→ WHAT IS EXPECTED: The answer must be an exact copy of the lines from the one containing "Exercise. Point to every instance of the pipe" through the last line of the records, with the pictures left out.

Dataset excerpts:
#####

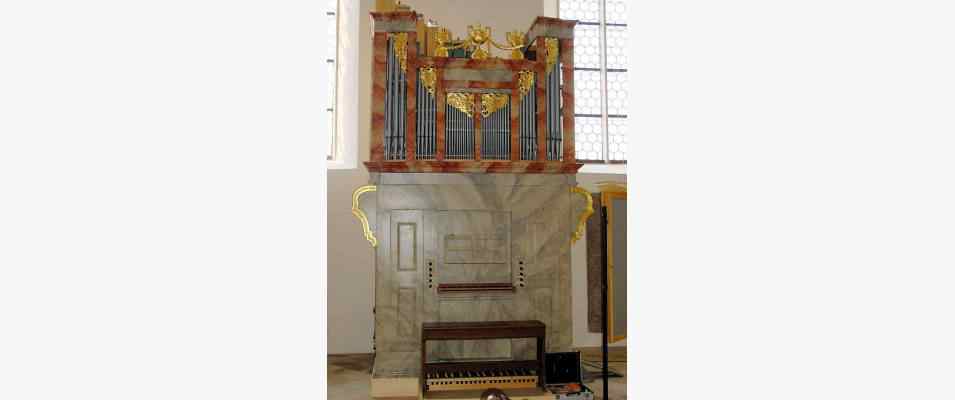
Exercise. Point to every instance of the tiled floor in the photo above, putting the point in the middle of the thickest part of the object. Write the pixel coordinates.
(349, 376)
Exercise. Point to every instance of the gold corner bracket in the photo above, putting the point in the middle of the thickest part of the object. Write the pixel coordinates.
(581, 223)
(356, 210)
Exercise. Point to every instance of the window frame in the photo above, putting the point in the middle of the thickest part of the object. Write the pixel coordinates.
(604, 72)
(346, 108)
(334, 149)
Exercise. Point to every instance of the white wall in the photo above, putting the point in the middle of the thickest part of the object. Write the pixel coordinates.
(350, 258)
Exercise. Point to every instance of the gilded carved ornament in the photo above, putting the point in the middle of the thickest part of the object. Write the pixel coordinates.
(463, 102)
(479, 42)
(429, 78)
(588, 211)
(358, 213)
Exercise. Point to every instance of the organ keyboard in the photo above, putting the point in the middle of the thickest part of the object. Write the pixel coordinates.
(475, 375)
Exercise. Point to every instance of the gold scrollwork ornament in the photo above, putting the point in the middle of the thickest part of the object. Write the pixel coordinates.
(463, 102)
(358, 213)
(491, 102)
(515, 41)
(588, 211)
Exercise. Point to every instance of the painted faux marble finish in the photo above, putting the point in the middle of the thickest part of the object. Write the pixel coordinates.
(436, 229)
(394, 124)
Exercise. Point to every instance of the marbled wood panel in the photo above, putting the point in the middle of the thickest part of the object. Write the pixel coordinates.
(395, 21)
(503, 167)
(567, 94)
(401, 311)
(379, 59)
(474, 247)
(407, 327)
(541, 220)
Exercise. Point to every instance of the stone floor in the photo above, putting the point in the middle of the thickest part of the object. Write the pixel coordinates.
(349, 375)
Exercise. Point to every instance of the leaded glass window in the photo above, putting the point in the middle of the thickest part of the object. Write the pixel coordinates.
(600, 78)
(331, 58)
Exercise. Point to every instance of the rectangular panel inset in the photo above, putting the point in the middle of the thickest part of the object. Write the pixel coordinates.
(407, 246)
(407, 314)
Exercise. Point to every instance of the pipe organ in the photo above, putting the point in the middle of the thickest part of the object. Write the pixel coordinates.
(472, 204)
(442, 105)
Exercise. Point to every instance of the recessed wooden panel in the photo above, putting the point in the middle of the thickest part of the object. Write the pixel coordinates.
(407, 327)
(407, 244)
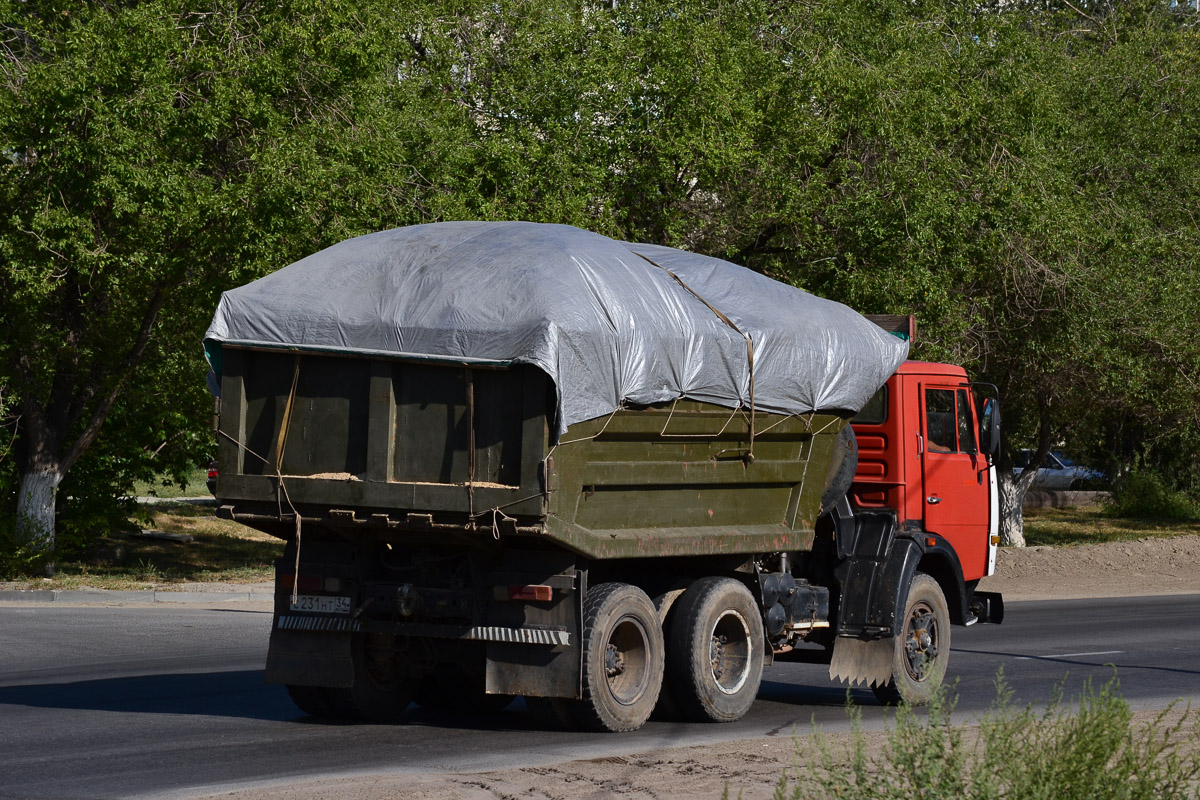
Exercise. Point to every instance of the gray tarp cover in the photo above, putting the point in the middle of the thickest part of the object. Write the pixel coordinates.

#####

→ SOLUTION TO THIS EXERCISE:
Exercise. Point to every instance of the pipe organ in the photo above, putting the point in the middle of the thickest part of the object. Write the pixel coordinates.
(472, 204)
(442, 105)
Exercise. Point to every instance of the recessed wooden panel in the photo above, putting the point in the middle of the thickest part of the object. Write the pixel coordinates.
(407, 327)
(407, 244)
Exercise. Point to every instance of the gray tarp cover in the photo above, putting the point in the middle of the thickest part of the object. Write the pixel coordinates.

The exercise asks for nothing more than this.